Фрагмент текста =>
• • • •

Во-первых, спецоперация тяжкий грех навсегда, и временная отмена русской культуры на Западе понятна. Во-вторых, к зарубежной отмене наших традиций надо добавить свой собственный кэнселинг Пушкина, Лермонтова, Толстого, Гумилева. В-третьих, этот кэнселинг (дикое слово соответствует проблеме!) не предусматривает тотального отречения; надо лишь закэнселить родную мысль, что классики всегда современники, нельзя использовать их «посмертную беззащитность» в корыстных, слишком актуальных целях. В-четвертых, принцип филологического анализа (открывать в давнем – незнакомое и чуждое нам!) переносится на систему национальной памяти и жизни в целом; классическое следует превратить в теоретическое, дистанцированное от нас. В-пятых, для оценки ныне происходящего необходимо довериться лучшим, незаменимым современникам; из авторского телеграм-контекста ясно, что это Быков, Акунин, Глуховский и другие соратники.

Меня можно упрекнуть в слишком рациональном оформлении косвенного и подтекстового в публикации Юзефович. Именно этот метод обнаружили в реплике Анны Жучковой и не признали верным Михаил Андреев и Николай Гринцер. Что же, все мы, так или иначе, задействованы в неизбежном лукавстве проповедников – таково влияние нагрянувшего эпоса. Галина Юзефович, разумеется, не исключение. Да я бы и не сказал, что едва скрытая проповедь в словесности – плохо. Скорее, это знак состоятельности литературы.

• • • •

Набор данных =>
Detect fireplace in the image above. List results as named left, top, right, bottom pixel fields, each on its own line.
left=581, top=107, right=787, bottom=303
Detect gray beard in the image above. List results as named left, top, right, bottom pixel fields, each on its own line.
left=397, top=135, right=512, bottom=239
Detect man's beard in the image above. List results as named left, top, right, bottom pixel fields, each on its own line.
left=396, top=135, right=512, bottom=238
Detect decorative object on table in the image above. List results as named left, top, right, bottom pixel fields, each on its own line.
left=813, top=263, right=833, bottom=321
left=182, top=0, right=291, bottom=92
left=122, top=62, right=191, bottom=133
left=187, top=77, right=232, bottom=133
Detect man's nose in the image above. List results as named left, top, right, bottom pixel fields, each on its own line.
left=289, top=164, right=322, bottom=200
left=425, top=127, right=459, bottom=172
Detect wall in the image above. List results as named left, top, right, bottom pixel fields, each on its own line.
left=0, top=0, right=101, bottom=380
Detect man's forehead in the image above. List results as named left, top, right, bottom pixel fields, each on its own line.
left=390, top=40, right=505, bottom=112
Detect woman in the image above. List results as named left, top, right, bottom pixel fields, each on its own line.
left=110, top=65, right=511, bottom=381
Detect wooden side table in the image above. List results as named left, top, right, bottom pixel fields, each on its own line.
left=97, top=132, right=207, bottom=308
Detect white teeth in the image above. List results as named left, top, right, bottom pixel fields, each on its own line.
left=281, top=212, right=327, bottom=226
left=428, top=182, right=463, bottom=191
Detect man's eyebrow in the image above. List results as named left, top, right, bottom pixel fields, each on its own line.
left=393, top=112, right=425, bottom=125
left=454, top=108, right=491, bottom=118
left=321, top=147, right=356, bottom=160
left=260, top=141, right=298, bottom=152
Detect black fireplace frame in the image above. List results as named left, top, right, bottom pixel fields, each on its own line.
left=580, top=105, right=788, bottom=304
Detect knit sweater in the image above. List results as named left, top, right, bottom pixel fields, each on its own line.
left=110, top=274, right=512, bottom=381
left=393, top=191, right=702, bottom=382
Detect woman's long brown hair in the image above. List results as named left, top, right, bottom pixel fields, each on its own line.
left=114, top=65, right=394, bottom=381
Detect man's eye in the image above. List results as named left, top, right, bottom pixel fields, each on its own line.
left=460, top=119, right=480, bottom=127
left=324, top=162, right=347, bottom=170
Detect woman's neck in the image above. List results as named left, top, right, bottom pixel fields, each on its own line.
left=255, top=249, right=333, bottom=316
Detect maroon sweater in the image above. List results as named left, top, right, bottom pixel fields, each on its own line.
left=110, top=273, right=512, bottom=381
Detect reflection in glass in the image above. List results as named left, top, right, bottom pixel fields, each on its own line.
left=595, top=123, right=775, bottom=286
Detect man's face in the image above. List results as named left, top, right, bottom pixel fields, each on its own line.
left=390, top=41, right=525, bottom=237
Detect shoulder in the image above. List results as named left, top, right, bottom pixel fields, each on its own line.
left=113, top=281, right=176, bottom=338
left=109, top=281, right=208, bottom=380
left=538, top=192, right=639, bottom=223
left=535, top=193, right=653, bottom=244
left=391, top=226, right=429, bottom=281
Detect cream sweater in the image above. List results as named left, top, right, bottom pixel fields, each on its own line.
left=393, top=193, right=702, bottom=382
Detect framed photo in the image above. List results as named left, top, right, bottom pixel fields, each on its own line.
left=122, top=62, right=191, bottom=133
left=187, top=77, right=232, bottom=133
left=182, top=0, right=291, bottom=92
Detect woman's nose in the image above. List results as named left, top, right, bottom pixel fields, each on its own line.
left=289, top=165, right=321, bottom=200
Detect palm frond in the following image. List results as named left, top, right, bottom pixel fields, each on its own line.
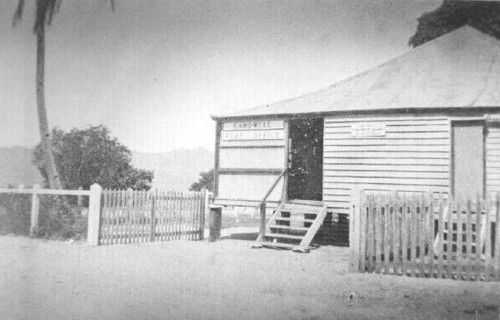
left=46, top=0, right=62, bottom=25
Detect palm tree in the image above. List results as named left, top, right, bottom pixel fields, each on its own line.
left=12, top=0, right=114, bottom=189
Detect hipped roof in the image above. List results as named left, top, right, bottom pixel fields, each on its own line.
left=212, top=26, right=500, bottom=119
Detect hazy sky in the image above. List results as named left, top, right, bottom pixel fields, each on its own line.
left=0, top=0, right=440, bottom=152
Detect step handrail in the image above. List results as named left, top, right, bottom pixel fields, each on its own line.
left=257, top=168, right=288, bottom=241
left=259, top=168, right=288, bottom=205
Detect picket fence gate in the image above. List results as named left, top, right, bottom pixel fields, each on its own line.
left=99, top=190, right=208, bottom=244
left=349, top=190, right=500, bottom=281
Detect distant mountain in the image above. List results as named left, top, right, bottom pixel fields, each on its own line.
left=0, top=147, right=214, bottom=191
left=0, top=147, right=43, bottom=186
left=132, top=148, right=214, bottom=191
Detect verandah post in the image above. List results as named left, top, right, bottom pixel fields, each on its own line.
left=348, top=187, right=361, bottom=272
left=198, top=189, right=210, bottom=240
left=257, top=201, right=266, bottom=242
left=30, top=184, right=40, bottom=237
left=208, top=205, right=222, bottom=242
left=87, top=183, right=102, bottom=246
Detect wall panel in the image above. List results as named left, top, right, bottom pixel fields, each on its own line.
left=323, top=116, right=451, bottom=214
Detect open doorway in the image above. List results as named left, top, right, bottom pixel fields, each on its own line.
left=287, top=118, right=323, bottom=201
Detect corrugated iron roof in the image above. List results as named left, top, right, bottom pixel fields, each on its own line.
left=212, top=26, right=500, bottom=119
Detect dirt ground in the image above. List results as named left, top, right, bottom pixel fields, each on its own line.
left=0, top=232, right=500, bottom=319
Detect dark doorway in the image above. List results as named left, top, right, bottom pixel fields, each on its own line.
left=288, top=118, right=323, bottom=201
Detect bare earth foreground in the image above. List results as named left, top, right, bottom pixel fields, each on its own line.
left=0, top=231, right=500, bottom=319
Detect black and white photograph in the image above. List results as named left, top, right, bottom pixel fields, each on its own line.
left=0, top=0, right=500, bottom=320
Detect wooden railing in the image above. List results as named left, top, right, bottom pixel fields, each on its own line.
left=257, top=168, right=288, bottom=241
left=0, top=184, right=95, bottom=239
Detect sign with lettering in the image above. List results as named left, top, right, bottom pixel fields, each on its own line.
left=351, top=122, right=385, bottom=138
left=222, top=120, right=284, bottom=131
left=221, top=130, right=285, bottom=141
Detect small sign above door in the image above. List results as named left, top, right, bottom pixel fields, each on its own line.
left=351, top=122, right=385, bottom=138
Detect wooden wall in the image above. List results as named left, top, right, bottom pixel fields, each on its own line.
left=323, top=116, right=451, bottom=214
left=217, top=120, right=287, bottom=204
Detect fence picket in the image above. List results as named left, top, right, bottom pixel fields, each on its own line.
left=465, top=200, right=472, bottom=280
left=382, top=198, right=392, bottom=274
left=417, top=194, right=426, bottom=278
left=474, top=195, right=483, bottom=281
left=427, top=193, right=436, bottom=278
left=390, top=193, right=399, bottom=274
left=446, top=197, right=455, bottom=279
left=494, top=192, right=500, bottom=280
left=484, top=199, right=491, bottom=281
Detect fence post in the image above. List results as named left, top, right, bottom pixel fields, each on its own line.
left=149, top=190, right=158, bottom=242
left=348, top=187, right=361, bottom=272
left=30, top=184, right=40, bottom=237
left=87, top=183, right=102, bottom=246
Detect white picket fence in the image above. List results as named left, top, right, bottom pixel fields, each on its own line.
left=0, top=184, right=210, bottom=246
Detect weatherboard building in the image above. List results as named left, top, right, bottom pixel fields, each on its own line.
left=212, top=26, right=500, bottom=247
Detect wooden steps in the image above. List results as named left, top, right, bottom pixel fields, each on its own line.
left=255, top=200, right=326, bottom=252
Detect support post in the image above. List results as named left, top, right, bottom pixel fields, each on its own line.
left=198, top=189, right=210, bottom=240
left=208, top=205, right=222, bottom=242
left=348, top=187, right=361, bottom=272
left=257, top=201, right=266, bottom=242
left=76, top=187, right=83, bottom=208
left=30, top=184, right=40, bottom=237
left=87, top=183, right=102, bottom=246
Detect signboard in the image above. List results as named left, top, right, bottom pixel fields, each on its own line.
left=221, top=130, right=285, bottom=141
left=351, top=122, right=385, bottom=138
left=222, top=120, right=284, bottom=131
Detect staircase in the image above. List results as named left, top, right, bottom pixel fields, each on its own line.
left=256, top=200, right=326, bottom=252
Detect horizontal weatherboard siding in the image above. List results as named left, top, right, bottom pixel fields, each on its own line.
left=323, top=116, right=451, bottom=214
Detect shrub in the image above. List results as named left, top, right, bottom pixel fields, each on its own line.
left=0, top=194, right=31, bottom=235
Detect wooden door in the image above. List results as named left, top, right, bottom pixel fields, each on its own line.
left=452, top=122, right=485, bottom=200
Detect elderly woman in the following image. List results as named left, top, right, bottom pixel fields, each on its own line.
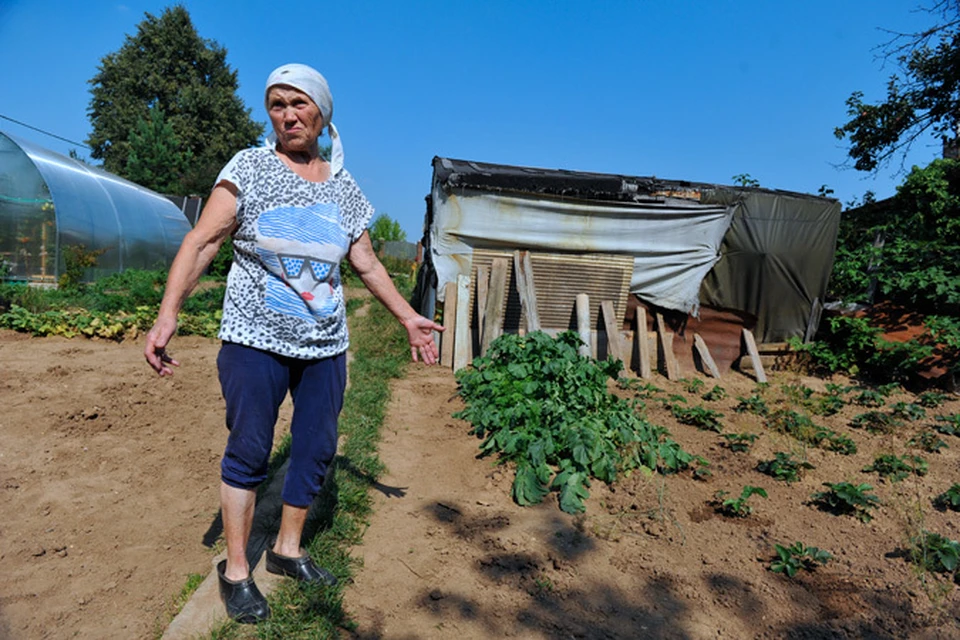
left=144, top=64, right=442, bottom=622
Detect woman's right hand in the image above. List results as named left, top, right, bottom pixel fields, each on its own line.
left=143, top=318, right=180, bottom=377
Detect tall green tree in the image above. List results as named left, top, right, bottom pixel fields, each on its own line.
left=370, top=213, right=407, bottom=252
left=834, top=0, right=960, bottom=171
left=124, top=106, right=193, bottom=194
left=87, top=5, right=263, bottom=195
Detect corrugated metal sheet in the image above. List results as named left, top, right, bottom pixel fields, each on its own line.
left=470, top=248, right=633, bottom=333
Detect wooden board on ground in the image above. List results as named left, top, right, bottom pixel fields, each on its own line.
left=693, top=333, right=720, bottom=378
left=656, top=313, right=680, bottom=380
left=577, top=293, right=591, bottom=357
left=440, top=282, right=457, bottom=369
left=513, top=251, right=540, bottom=331
left=600, top=300, right=624, bottom=362
left=743, top=329, right=767, bottom=382
left=480, top=258, right=509, bottom=355
left=453, top=276, right=470, bottom=371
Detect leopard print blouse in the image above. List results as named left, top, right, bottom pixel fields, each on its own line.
left=217, top=147, right=373, bottom=359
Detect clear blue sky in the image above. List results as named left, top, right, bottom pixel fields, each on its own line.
left=0, top=0, right=939, bottom=240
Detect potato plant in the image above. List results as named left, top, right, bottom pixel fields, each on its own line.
left=455, top=331, right=697, bottom=513
left=863, top=453, right=929, bottom=482
left=770, top=542, right=833, bottom=578
left=757, top=451, right=814, bottom=483
left=810, top=482, right=880, bottom=522
left=714, top=485, right=767, bottom=518
left=933, top=483, right=960, bottom=511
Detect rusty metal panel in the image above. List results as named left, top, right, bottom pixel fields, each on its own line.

• • • •

Задание 1 =>
Перепишите без изменений записи от самой первой до строки с «left=581, top=107, right=787, bottom=303» включительно.
Задание 2 =>
Напишите продолжение текста об отмене русской классики, начав сразу после его последнего предложения.

Ответ 1 =>
Detect fireplace in the image above. List results as named left, top, right, bottom pixel fields, each on its own line.
left=581, top=107, right=787, bottom=303

Ответ 2 =>
Ключевой фигурой в тексте об отмене русской культуры стал мощный филолог Григорий Дашевский. Именно он научил студентку Галину Юзефович верно воспринимать Катулла – «не брата-близнеца, затерянного во времени», а «очень далекого, отодвинувшегося от нас». Думаю, всем гуманитариям понятно: чтобы учить так просто и основательно, необязательно быть Дашевским. Так учат, за редким исключением, все.

Здесь важно само имя латинского поэта. Скажу кратко: Катулл – не Цезарь, он прекрасен иначе. И тут же добавлю: Катулл – не Вергилий. Вот это имя имело мало шансов появиться в статье Юзефович, потому что автор «Энеиды» — один из ее самых сильных древних оппонентов. Уж он-то хорошо знает, что призыв отказаться от современного восприятия классики рождает лишь критицизм, а не словом воссозданную Родину. В чем виден отказ Вергилия от кэнселинга по Юзефович? Близкий к Августу поэт – возможно, по рекомендации императора, а я думаю, что нет – взял Гомера, не стал поднимать никаких объективных «гомеровских вопросов», а максимально приблизил к своей эпохе, использовал как героическую, мифопорождающую матрицу и создал главный сюжет Рима. Им вдохновленный и одновременно его вдохновляющий – только так и бывает с настоящей, а не пипеточной литературой.

Вергилий меньше Гомера? Еще как! Вергилий не слишком хотел того, что получилось? Вполне может быть! Но сотворенная или сделанная «Энеида» стала платформой языка и веры, одним из главных священных писаний того западного мира, который в мировоззренческих сигналах Галины Юзефович наиболее ярок.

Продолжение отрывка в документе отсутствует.